Tasks and exercises:
• 1. Summarize the coin shortage article in two sentences.
• 2. List every month-and-year date given in the coin shortage article.
• 3. Resume the coin shortage article after its final sentence.

*** Excerpt ***

The Federal Reserve’s response to coin circulation disruptions has created a coin shortage.
Spare some change? The Federal Reserve says maybe not.
Americans visiting businesses may have noticed signage asking customers to pay with debit, credit, or exact change. Even going to banks or credit unions in search of coins still could leave a coinless person empty-handed.
Although the Board of Governors of the Federal Reserve System says the number of coins in the economy is “adequate,” COVID-19 closures of banks and other businesses have slowed circulation, leaving businesses and customers without change.
Putting coins into the hands of the people, it turns out, is a process that involves multiple regulatory bodies. The U.S. Mint authorizes coin issuances and produces coins, but follows forecasts from the Federal Reserve in determining production amounts. The Mint does not directly distribute coins to the public but instead relies on the 28 Federal Reserve Bank branches. The Federal Reserve Banks then distribute coins to depository institutions—public-facing banks—and to private coin terminals, which the Federal Reserve contracts to fulfill coin orders from depository institutions. From there, coins are distributed to the public.
The way the public has experienced this pandemic-era coin shortage stems from the relationship between the number of coins in circulation and the role of the Federal Reserve Banks in coin distribution. Because there are enough coins in the economy, according to the Federal Reserve’s estimates, federal agencies have worked to prevent banks from over-ordering coins and depleting the Mint’s inventory, despite the lack of movement of these coins from person to person.
This approach has led to the Federal Reserve placing a cap on coin orders placed by depository institutions in June 2020. The cap was lifted in January 2021 but reimplemented in May 2021, which is why individuals visiting banks for a roll of quarters may have to leave empty-handed.
The rise of cashless payment options has only exacerbated coin circulation issues, spurred in part by the availability of new technologies and in part by consumers’ desire to reduce hand-to-hand contact during the COVID-19 pandemic.

*** Material supplied ***

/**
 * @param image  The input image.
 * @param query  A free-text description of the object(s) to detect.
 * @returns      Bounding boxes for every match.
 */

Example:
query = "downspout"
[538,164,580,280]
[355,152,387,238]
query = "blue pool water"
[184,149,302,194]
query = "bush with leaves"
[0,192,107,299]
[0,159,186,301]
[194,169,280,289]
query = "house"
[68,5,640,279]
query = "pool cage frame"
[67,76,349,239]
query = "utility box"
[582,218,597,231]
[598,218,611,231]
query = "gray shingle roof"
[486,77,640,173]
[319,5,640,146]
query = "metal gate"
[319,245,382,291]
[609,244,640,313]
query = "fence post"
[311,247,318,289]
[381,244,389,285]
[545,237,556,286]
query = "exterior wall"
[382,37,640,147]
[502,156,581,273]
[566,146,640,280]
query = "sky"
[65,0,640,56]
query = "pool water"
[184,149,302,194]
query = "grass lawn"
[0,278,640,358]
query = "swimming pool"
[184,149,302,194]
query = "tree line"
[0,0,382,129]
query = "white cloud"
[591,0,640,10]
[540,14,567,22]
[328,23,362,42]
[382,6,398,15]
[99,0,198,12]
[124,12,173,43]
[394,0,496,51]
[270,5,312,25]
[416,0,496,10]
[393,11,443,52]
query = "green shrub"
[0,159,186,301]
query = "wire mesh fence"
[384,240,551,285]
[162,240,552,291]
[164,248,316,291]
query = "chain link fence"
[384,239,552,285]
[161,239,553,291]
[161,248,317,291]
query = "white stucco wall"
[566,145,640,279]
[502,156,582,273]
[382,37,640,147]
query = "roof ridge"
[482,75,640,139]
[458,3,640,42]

***

Solved tasks:
• 1. COVID-19 closures of banks and other businesses have slowed coin circulation, leaving businesses and customers without change even though the Federal Reserve considers the number of coins in the economy adequate. To keep banks from over-ordering and depleting the Mint's inventory, the Federal Reserve capped coin orders from depository institutions in June 2020, lifted the cap in January 2021, and reimposed it in May 2021, while the rise of cashless payments has worsened circulation problems.

• 2.
June 2020
January 2021
May 2021

• 3.
The decision to produce low-value coins such as pennies could also contribute to the coin shortage, argues William J. Luther, adjunct scholar at the Cato Institute. Critiquing the policy decisions of the Mint, Luther explains that pennies are costly to make even though they comprised 60 percent of the total coins in circulation in 2019. Pennies “tend to pile up” and are “rarely spent,” indicating Mint production capacity is wasted on the denomination when it could be producing higher value coins that exchange hands more quickly, Luther contends. But Henry J. Aaron, fellow at the Brookings Institution, adds that the impact on the economy from focusing on producing higher value coins would be “de minimis.”
All Americans have not been affected uniformly by coin circulation issues. Lower-income households, those living in rural areas, and racial minorities are all more likely to pay in cash. Those who live in housing without in-unit washing and drying machines struggle to get coins. The struggle is especially pronounced for people without a checking or savings account who are more likely to be paid in cash and use cash to pay bills.
Although many businesses rely on coins to effectuate payments and return change to customers, some industries have been hit even harder. The Coin Laundry Association has committed to working with federal agencies and its members to facilitate coin distribution and provide feedback. Individual laundry operators have even crossed state lines in search of quarters to facilitate use of their coin-operated machines.
Federal agencies and private banks have implemented steps to mitigate the shortage. The Mint has been operating at full production capacity since June 2020 to combat circulation problems, putting 24 percent more coins into circulation in 2020 than 2019. The Federal Reserve implemented the previously mentioned cap as part of a “strategic allocation” of its coin inventories in June 2020 to distribute existing coins fairly to depository institutions. And some banks have offered incentives to encourage individuals to turn in the coins sitting in their wallets and drawers, such as cash bonuses for bringing in loose change.
The Federal Reserve recently convened a task force to address the U.S. coin problem, enlisting a team of experts from the Mint, the Federal Reserve, armored coin carriers, associations of banks and credit unions, and retailers.
While coins remain gridlocked, the Mint exhorts Americans to help solve the coin distribution issue by “spending coins, depositing them, or exchanging them for currency at financial institutions or taking them to a coin redemption kiosk.”